-- Exercise instructions --
Every line of the entries below from the one containing "Query: gray house siding" to the one containing "Q: Point to every instance of the white", both ends included, must be written out exactly. No other line belongs in the answer.

#####

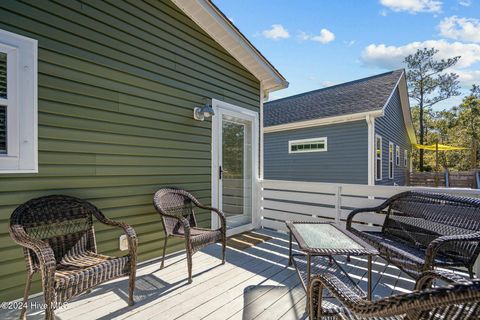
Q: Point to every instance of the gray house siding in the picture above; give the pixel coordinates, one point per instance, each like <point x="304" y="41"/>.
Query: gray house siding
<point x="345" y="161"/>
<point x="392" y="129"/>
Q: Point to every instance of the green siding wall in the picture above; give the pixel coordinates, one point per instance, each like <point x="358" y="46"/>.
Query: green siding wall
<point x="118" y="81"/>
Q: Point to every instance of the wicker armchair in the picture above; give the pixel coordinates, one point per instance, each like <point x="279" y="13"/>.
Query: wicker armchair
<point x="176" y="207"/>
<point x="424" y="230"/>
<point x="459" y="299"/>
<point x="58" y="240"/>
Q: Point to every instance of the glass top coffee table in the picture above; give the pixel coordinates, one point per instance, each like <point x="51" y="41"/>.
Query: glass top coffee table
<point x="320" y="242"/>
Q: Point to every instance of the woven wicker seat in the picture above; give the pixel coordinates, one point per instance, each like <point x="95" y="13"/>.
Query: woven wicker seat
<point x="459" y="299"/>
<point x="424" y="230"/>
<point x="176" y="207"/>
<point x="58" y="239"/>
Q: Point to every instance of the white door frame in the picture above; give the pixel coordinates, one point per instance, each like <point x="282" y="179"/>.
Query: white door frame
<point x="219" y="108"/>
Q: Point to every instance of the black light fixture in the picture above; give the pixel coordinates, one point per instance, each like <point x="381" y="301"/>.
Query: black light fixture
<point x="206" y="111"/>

#####

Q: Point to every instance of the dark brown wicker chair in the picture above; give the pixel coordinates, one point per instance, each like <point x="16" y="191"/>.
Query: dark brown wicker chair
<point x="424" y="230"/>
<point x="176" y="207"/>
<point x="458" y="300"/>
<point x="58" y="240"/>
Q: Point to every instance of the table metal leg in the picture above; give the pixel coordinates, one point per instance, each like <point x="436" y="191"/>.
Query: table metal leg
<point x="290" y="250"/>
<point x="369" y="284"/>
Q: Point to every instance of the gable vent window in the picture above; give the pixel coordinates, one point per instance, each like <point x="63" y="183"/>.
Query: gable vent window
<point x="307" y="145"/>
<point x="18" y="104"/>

#####

-- Answer space --
Query: gray house siding
<point x="345" y="161"/>
<point x="392" y="129"/>
Q: Point to every instance of the green siding wall in the picture above; give the pixel coordinates, one point per instance, each like <point x="358" y="46"/>.
Query: green siding wall
<point x="118" y="81"/>
Q: Point to every instance of the wicker armchair in the picture above; give the pixel coordinates, one point per instance, each like <point x="279" y="13"/>.
Query: wicker armchair
<point x="176" y="207"/>
<point x="424" y="230"/>
<point x="459" y="299"/>
<point x="58" y="240"/>
Q: Point to every instance of the glass top coffee table in the picture above; give the pixel coordinates, one point per instance, each like <point x="51" y="41"/>.
Query: glass top coffee table
<point x="320" y="242"/>
Q: Point to every instance of the woven wicker seat in the picture above; give the pixel coordinates, one point per instance, each like <point x="95" y="13"/>.
Query: woven wicker seat
<point x="459" y="299"/>
<point x="424" y="230"/>
<point x="176" y="207"/>
<point x="58" y="239"/>
Q: Point to every instance of the white door frame in the picture above; give the pixel coordinates, one point per instance, each like <point x="282" y="179"/>.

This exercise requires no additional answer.